**TASK TO CARRY OUT:** Please copy every record below exactly, leaving out the pictures.

DATA SUPPLIED Block Start

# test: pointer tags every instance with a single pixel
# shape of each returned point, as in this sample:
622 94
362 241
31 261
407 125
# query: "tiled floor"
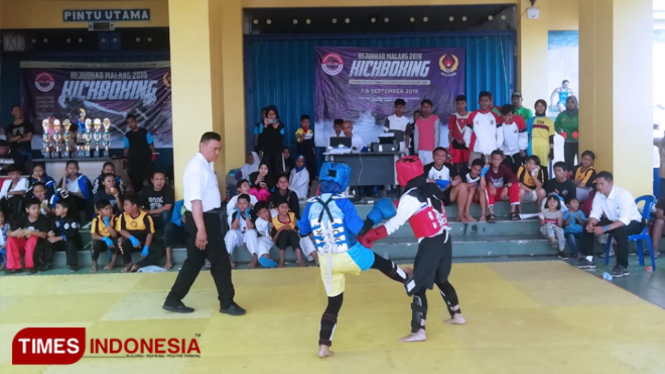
523 317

DATA SUPPLIED Block End

**EXPECTED ANSWER:**
# test: pointer tags every instance with a single pixel
# shape of each returned point, as in this sample:
622 94
362 241
31 261
407 125
# query: "tiled floor"
523 317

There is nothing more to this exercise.